| Passage for review |
• • •

Here are highlights and key insights into our latest Index of Consumer Confidence release:

The Index of Consumer Confidence decreased by 11.7 points in May to reach 88.1 points (2014 = 100). This is the largest monthly decrease since the pandemic’s onset. Many households continue to feel inflation’s pinch, with optimism over current finances edging lower this month to 12.4 per cent. At the same time, the share of those sharing a pessimistic view of their current finances crept higher to reach 29.1 per cent, a 3.4 percentage points increase from last month.

Similarly, worries about future finances continued to be a pea in consumers’ shoes. Of those surveyed, 25.3 per cent shared a negative outlook on future finances six months from now. This remains well above the 16.3 per cent average witnessed in 2019.

Positive attitudes towards major spending still have a long road to recovery when contrasted with the average sentiment of 31 per cent in 2019. Only 14.8 per cent of survey respondents believed now is a good time to purchase large-ticket items. Higher borrowing costs on the horizon are likely to affect consumers’ willingness to spend on these items, changing future consumption patterns.

Employment in April made minimal gains, with total employment rising by 15,000, signifying that the Canadian Economy is at full employment. Overall, Canadians are still confident that more job opportunities will surface in the next six months, albeit less certain than the previous month. Canadians’ share of optimistic views on future job prospects is at 21.4 per cent—3.5 percentage points lower than last month.

• • •

Point-per-instance localization data
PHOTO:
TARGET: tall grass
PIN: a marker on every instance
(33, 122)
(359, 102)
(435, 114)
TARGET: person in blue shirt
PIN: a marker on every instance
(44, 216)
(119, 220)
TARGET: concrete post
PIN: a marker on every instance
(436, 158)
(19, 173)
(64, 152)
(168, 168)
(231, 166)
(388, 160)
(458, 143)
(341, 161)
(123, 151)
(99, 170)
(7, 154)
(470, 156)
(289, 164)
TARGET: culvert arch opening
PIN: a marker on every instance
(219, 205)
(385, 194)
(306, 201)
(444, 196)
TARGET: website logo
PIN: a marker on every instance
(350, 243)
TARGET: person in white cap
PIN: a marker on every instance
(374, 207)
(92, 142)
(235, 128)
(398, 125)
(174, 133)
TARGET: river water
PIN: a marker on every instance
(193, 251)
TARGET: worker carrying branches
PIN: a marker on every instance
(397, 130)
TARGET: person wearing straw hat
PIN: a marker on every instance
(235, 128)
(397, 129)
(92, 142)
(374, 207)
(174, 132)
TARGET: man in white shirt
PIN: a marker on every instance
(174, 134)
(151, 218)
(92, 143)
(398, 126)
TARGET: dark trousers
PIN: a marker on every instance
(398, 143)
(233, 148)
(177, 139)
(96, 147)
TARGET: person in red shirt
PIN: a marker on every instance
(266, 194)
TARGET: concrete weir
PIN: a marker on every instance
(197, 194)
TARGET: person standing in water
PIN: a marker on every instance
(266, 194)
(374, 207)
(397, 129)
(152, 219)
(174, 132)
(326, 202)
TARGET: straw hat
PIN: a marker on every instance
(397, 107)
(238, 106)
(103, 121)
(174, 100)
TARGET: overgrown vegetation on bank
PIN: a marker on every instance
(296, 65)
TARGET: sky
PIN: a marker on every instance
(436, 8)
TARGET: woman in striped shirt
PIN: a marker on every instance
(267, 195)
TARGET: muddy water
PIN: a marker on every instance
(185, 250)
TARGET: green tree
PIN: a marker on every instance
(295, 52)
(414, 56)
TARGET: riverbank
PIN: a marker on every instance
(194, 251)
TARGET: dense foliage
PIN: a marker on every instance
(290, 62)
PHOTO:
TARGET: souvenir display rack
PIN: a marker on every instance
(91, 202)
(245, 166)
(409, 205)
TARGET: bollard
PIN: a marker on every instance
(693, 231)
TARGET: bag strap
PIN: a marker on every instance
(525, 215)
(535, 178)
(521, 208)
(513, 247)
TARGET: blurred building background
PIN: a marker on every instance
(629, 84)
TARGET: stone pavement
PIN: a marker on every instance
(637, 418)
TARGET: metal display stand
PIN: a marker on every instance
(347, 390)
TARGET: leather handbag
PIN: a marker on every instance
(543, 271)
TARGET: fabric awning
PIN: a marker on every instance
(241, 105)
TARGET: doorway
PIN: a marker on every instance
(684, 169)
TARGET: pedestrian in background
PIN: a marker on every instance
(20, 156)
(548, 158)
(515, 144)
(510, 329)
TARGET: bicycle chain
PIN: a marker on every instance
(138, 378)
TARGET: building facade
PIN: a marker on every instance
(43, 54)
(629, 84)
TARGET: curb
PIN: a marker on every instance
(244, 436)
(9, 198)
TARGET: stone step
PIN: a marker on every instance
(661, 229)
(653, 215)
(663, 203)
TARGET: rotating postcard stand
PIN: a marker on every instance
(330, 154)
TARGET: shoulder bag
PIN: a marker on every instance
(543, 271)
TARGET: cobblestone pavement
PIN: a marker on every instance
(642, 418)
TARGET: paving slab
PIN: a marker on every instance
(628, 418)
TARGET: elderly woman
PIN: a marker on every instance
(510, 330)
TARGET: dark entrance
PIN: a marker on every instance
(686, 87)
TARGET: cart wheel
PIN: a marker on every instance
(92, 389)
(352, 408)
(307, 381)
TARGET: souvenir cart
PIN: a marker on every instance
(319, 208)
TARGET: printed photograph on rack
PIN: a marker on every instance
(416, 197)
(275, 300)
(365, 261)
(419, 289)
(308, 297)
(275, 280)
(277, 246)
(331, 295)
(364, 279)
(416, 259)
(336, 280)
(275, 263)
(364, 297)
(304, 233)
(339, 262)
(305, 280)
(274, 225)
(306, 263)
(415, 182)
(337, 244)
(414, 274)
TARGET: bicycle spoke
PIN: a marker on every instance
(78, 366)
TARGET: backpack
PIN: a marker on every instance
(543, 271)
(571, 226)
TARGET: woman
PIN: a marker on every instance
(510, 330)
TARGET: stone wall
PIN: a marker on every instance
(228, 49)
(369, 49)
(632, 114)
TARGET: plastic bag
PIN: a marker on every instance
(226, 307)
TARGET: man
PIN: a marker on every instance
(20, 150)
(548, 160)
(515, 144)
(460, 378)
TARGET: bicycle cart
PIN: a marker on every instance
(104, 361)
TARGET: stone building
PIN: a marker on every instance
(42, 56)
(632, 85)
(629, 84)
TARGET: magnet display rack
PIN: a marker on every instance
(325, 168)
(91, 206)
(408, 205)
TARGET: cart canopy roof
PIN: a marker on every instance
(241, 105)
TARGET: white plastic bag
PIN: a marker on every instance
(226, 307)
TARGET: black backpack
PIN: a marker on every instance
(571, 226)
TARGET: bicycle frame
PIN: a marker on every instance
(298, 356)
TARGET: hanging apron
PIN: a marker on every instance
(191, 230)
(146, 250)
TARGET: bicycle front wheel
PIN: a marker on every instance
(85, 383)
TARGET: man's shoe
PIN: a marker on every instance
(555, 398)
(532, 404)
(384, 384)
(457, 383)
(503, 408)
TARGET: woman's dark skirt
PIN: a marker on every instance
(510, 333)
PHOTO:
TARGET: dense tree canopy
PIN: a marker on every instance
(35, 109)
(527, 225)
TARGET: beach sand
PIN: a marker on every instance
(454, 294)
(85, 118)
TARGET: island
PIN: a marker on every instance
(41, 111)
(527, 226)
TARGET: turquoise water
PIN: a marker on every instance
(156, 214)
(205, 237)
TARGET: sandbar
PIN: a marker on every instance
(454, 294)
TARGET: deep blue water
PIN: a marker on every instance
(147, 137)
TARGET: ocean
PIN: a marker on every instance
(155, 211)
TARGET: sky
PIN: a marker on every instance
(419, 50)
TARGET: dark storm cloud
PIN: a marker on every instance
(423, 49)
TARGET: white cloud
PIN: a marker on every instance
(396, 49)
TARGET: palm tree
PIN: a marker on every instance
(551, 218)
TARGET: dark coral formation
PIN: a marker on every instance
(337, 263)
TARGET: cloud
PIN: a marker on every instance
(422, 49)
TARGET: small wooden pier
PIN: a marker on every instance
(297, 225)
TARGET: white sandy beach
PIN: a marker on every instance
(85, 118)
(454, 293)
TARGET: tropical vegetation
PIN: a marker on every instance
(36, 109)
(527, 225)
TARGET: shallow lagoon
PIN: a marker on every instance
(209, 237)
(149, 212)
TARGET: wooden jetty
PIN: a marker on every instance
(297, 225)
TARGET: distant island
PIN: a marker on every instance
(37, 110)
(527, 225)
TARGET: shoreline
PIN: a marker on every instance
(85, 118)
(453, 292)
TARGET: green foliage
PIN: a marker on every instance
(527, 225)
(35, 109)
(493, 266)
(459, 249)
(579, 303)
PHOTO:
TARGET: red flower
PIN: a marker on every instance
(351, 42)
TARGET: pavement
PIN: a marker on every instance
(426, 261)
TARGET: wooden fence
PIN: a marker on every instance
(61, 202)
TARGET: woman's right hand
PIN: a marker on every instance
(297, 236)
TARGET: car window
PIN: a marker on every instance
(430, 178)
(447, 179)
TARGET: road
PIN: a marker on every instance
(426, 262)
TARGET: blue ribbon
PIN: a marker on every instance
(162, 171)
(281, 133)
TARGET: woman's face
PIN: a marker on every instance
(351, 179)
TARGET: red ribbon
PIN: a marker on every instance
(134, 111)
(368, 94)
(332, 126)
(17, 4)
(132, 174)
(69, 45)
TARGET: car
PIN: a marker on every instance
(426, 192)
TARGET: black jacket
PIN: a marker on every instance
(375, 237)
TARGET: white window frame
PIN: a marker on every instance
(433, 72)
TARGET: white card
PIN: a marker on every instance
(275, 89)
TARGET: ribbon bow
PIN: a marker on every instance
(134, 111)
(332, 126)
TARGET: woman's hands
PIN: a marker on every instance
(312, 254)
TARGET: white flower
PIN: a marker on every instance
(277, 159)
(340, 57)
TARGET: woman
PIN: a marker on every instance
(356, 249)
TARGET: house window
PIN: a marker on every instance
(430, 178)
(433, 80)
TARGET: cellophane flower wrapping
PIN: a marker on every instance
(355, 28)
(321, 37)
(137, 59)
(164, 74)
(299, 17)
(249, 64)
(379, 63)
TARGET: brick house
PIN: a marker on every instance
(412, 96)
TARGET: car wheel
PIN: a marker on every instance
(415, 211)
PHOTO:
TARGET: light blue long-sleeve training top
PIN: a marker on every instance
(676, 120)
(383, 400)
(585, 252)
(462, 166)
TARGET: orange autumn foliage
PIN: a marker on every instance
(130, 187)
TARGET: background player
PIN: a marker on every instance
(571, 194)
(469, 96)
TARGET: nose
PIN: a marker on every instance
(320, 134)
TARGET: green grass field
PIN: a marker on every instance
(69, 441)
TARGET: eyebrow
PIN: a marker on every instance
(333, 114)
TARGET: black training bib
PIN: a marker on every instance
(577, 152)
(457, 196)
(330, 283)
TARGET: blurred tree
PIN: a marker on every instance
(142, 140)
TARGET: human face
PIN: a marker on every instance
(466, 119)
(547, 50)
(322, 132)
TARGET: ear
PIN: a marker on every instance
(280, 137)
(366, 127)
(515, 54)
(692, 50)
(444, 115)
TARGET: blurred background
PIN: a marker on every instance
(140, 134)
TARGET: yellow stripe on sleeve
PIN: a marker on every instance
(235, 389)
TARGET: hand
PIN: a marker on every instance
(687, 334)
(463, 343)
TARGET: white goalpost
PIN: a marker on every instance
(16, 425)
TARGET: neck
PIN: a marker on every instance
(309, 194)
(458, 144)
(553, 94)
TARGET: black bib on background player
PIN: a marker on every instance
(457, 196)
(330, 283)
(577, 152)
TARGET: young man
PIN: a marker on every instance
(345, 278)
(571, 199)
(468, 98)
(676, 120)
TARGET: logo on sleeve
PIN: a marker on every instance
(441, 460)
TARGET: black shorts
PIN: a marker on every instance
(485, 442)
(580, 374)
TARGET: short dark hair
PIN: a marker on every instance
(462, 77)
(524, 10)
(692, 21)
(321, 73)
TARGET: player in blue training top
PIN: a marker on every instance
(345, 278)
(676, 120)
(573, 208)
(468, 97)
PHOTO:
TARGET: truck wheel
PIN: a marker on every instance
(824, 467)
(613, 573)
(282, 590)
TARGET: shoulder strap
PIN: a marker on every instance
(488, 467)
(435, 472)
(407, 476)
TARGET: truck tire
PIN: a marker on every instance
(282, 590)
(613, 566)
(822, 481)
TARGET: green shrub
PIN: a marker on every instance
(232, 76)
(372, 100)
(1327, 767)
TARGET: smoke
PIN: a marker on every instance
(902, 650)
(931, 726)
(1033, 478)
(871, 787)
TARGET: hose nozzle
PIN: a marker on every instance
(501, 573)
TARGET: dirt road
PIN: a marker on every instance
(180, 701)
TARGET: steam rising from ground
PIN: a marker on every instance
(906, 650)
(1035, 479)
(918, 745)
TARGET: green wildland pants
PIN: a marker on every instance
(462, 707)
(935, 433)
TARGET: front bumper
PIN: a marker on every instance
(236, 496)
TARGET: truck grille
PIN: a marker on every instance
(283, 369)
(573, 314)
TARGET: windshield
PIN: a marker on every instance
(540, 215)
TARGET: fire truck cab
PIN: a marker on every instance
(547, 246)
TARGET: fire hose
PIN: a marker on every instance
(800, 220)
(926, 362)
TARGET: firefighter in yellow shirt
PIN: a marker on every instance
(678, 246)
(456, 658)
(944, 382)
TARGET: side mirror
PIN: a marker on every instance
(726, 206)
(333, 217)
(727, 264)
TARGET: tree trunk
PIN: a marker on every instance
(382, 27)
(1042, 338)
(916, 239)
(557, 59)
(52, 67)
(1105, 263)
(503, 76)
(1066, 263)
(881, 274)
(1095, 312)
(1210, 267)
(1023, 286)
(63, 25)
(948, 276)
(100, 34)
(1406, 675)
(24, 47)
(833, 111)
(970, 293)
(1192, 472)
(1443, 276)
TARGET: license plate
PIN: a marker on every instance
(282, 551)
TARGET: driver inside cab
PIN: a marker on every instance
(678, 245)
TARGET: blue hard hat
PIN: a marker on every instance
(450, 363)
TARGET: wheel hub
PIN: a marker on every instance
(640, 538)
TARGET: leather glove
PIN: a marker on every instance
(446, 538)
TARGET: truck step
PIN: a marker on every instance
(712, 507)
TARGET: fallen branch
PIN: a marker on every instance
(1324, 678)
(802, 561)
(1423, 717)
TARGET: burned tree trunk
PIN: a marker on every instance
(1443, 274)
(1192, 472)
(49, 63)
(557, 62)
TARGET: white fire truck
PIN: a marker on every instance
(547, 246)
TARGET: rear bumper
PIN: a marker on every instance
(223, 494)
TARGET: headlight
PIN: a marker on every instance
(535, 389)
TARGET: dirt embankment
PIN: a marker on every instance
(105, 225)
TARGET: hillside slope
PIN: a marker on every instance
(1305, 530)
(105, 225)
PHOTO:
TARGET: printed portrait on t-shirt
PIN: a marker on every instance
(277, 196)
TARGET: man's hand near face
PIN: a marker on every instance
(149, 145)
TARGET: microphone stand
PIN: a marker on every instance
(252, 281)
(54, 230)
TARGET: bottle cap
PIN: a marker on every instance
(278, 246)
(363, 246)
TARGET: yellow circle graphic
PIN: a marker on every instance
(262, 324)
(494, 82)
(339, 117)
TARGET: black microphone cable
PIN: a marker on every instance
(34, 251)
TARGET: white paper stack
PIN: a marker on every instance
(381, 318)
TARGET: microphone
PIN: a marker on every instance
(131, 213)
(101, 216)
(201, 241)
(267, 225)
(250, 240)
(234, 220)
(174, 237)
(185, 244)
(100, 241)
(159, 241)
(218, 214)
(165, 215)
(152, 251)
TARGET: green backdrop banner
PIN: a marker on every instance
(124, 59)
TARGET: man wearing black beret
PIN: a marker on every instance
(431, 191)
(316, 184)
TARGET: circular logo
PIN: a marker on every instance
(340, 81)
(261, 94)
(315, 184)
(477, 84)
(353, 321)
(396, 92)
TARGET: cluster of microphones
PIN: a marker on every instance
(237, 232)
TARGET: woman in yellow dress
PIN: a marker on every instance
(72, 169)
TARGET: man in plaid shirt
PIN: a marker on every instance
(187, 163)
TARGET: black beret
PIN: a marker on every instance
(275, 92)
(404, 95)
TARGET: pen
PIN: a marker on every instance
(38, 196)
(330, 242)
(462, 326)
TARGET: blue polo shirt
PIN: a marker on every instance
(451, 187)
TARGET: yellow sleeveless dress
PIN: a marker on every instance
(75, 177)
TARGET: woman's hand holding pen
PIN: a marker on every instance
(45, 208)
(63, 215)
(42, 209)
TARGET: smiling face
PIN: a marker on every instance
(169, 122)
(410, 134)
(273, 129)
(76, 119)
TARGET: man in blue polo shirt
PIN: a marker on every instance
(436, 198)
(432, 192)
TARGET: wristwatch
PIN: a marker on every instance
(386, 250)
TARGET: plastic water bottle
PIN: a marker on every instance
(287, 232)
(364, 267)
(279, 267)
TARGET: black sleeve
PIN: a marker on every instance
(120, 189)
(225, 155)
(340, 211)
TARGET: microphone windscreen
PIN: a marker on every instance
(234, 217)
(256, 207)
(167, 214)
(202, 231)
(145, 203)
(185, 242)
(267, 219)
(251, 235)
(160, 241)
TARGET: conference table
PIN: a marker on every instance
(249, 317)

• • •

| Task item |
Reproduce the consumer confidence text from "Here are highlights" up to and including "from last month.", swapping "households" for "families".

| Exercise answer |
Here are highlights and key insights into our latest Index of Consumer Confidence release:

The Index of Consumer Confidence decreased by 11.7 points in May to reach 88.1 points (2014 = 100). This is the largest monthly decrease since the pandemic’s onset. Many families continue to feel inflation’s pinch, with optimism over current finances edging lower this month to 12.4 per cent. At the same time, the share of those sharing a pessimistic view of their current finances crept higher to reach 29.1 per cent, a 3.4 percentage points increase from last month.